──────── Selected text

# DreamChii Blankii headin to UK (steph)



## pigeonsheep (Nov 8, 2008)

yay another blankii headin out international ^_^

front








back








embroidery! new chihuahua patterns available. currently have shorthair and a longhair one which is beautiful  gettin more soon :lol:









kinda messed up on the colorin of the chi....but yea...umm i guess it looks like it has sunglasses on, woohoo! :scratch:


----------



## pastel (Jan 12, 2012)

Cool embroidery!


----------



## ~LS~ (Oct 29, 2011)

Aww so cute! 
I can't wait to get mine!!! I hope it comes soon.


----------



## *Princess* (Feb 7, 2009)

thats awsome! i love the back x


----------



## pigeonsheep (Nov 8, 2008)

pastel said:


> Cool embroidery!


thanks!!!  i love the longhair one too  will show that soon



~LS~ said:


> Aww so cute!
> I can't wait to get mine!!! I hope it comes soon.


i cant wait for u to get it!!!! should be another week lol



*Princess* said:


> thats awsome! i love the back x


thanks princess!  i love it too hehe~ pink pink!


----------



## Jerry'sMom (May 5, 2009)

great job! love the "sunglasses" :coolwink:


----------



## pigeonsheep (Nov 8, 2008)

Jerry'sMom said:


> great job! love the "sunglasses" :coolwink:


thankie lmaooooo! the sunglasses are supposed to be eyes and eyebrows...lmaoooo. i made them the same color by accident and the nose became white lmaoooo


----------



## elaina (Jul 1, 2008)

oh, i love it! i've always loved that color combination pink and black, so pretty. and love the embroidery


----------



## pigeonsheep (Nov 8, 2008)

thankie elaine! u should totally get 1, hint hint! :lol:


----------



## elaina (Jul 1, 2008)

i know, i know... maybe for minnie and tootsies birthday. its in March. i will let you know


----------



## ~LS~ (Oct 29, 2011)

pigeonsheep said:


> i cant wait for u to get it!!!! should be another week lol



...or not... lol


----------



## pigeonsheep (Nov 8, 2008)

elaina said:


> i know, i know... maybe for minnie and tootsies birthday. its in March. i will let you know


teehee! 



~LS~ said:


> ...or not... lol


LOL! when i saw this....i was frantically lookin for the pictures!


----------

────────────────
──────── Raw data

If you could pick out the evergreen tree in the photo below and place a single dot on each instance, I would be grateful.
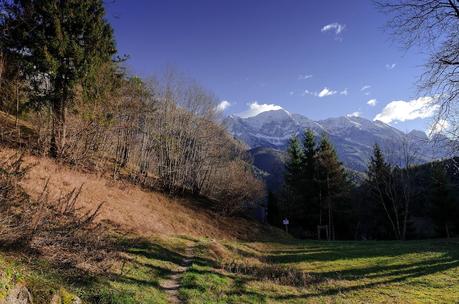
(58, 44)
(292, 181)
(379, 177)
(308, 188)
(443, 203)
(294, 164)
(273, 216)
(332, 183)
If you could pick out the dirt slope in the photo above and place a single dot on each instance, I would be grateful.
(132, 209)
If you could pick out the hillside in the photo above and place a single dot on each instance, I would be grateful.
(132, 209)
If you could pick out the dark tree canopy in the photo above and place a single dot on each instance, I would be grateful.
(58, 45)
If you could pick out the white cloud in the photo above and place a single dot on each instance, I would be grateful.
(354, 114)
(372, 102)
(255, 108)
(400, 110)
(438, 127)
(304, 77)
(222, 106)
(391, 66)
(365, 87)
(336, 27)
(326, 92)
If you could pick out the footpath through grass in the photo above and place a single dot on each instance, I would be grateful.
(256, 272)
(327, 272)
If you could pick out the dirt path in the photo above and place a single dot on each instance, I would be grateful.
(172, 284)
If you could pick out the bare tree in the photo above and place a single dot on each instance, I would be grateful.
(433, 25)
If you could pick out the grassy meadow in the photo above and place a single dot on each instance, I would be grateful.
(257, 272)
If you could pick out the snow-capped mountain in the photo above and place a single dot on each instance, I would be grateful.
(353, 137)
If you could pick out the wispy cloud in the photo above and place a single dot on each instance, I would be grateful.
(354, 114)
(222, 106)
(400, 110)
(255, 108)
(304, 76)
(438, 127)
(372, 102)
(326, 92)
(391, 66)
(336, 27)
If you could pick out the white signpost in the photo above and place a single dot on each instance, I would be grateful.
(285, 222)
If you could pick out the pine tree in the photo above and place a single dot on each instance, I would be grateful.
(58, 44)
(332, 182)
(383, 189)
(273, 216)
(308, 188)
(443, 203)
(292, 181)
(294, 164)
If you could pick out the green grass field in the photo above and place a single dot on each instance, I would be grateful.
(260, 272)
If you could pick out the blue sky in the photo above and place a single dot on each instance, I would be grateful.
(317, 58)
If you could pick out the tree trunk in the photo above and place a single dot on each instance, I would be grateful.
(58, 131)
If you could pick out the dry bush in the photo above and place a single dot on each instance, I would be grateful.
(234, 187)
(163, 135)
(56, 229)
(274, 273)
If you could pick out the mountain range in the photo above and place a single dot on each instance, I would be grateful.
(267, 136)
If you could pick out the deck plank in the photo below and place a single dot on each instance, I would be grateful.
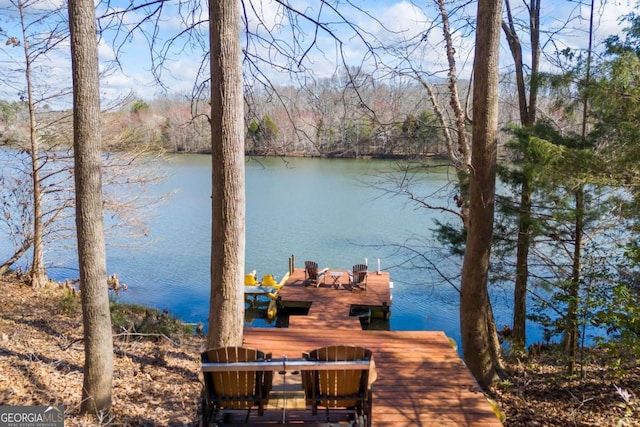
(421, 380)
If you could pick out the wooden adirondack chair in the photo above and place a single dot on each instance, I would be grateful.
(234, 389)
(340, 388)
(311, 273)
(358, 277)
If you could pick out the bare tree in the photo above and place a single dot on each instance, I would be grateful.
(96, 317)
(226, 312)
(479, 346)
(35, 45)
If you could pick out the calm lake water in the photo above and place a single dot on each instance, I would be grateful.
(329, 211)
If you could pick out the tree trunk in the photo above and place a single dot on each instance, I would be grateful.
(477, 329)
(527, 119)
(38, 273)
(570, 339)
(96, 317)
(226, 311)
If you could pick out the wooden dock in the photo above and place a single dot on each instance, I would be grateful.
(330, 303)
(421, 380)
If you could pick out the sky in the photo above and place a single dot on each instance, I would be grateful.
(374, 34)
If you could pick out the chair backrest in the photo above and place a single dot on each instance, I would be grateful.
(311, 270)
(359, 273)
(236, 389)
(250, 280)
(339, 388)
(269, 280)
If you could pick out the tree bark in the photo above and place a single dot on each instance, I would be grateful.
(477, 329)
(226, 311)
(96, 317)
(38, 273)
(527, 110)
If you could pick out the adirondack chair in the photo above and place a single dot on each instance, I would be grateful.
(347, 388)
(311, 273)
(234, 389)
(358, 277)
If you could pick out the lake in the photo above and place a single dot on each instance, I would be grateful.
(330, 211)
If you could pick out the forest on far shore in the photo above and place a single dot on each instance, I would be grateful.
(358, 119)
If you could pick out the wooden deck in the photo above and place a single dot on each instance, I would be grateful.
(421, 380)
(331, 303)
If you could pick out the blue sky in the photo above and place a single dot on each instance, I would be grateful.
(380, 23)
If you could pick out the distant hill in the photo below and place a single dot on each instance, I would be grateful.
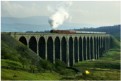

────────────────

→ Jobs
[1] Answer these questions about the forum thread on the blanket:
(a) Which chihuahua embroidery patterns does pigeonsheep say are currently available?
(b) What were the "sunglasses" on the embroidered chihuahua meant to be?
(c) In which month is the birthday that elaina mentions?
[2] Find every line of the records that contains the string "chair", and copy each one. Case counts.

→ Answers to each task
[1]
(a) A shorthair one and a longhair one.
(b) Eyes and eyebrows.
(c) March.

[2]
If you could pick out the wooden adirondack chair in the photo above and place a single dot on each instance, I would be grateful.
If you could pick out the chair backrest in the photo above and place a single dot on each instance, I would be grateful.
If you could pick out the adirondack chair in the photo above and place a single dot on each instance, I would be grateful.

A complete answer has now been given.